[start Material supplied]
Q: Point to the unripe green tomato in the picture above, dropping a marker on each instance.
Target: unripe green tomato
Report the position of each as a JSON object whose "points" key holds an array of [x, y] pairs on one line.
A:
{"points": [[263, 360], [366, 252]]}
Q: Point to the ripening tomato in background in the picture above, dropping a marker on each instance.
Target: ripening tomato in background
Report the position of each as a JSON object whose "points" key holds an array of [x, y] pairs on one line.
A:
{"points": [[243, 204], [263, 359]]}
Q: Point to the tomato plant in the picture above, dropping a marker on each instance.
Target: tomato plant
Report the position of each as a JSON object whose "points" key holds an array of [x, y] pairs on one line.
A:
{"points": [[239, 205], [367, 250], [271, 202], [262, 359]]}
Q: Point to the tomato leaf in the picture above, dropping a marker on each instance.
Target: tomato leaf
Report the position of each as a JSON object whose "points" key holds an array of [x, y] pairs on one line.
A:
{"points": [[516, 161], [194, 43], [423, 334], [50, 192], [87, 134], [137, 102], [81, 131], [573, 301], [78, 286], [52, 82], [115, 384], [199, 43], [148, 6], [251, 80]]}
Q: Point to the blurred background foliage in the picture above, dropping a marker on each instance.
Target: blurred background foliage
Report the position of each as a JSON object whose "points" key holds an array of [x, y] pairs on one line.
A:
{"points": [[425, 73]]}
[end Material supplied]
[start Material supplied]
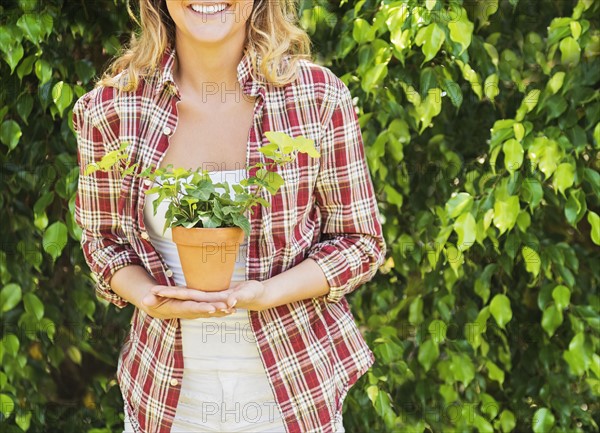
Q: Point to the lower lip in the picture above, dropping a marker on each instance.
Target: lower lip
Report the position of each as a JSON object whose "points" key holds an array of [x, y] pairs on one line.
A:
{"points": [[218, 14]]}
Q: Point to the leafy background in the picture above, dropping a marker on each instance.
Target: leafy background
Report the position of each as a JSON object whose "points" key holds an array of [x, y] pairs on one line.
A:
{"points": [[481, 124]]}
[end Material supplied]
* Required task: Find each line in the records above that contains the word "unripe", and copy those lines out in full.

* Answer in full:
Q: Point to the unripe green tomato in the picture above, dropping a marker on each instance.
Target: unripe green tomato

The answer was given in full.